◆ WORK ITEM
When you retype the data, keep every word exactly and include none of the pictures.

================================

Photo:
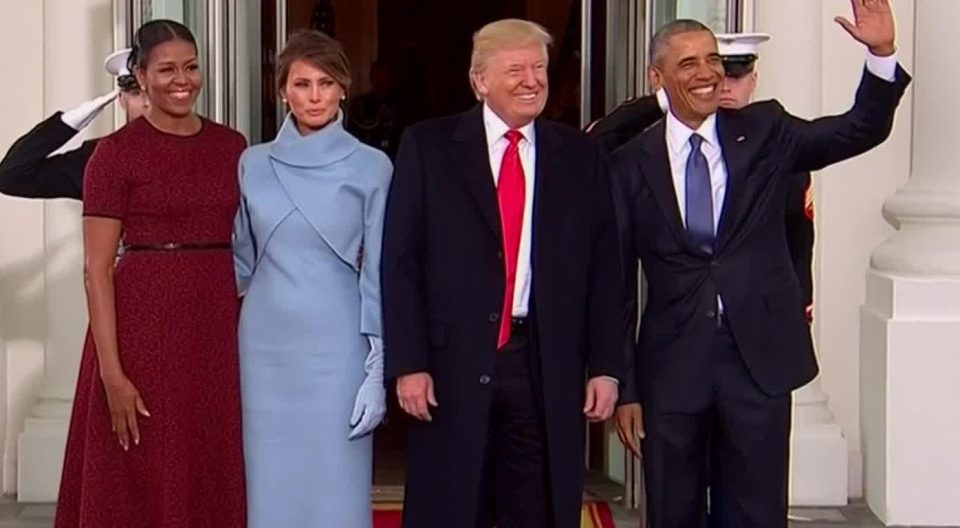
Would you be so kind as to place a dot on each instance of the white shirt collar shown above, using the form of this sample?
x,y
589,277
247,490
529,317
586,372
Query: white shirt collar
x,y
496,128
678,134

================================

◆ RESPONSE
Photo:
Would you be so kind as to place a dot on each instance of the white shirt collar shown above, using the form of this sample?
x,y
589,277
247,490
529,317
586,372
Query: white shirt collar
x,y
496,128
678,134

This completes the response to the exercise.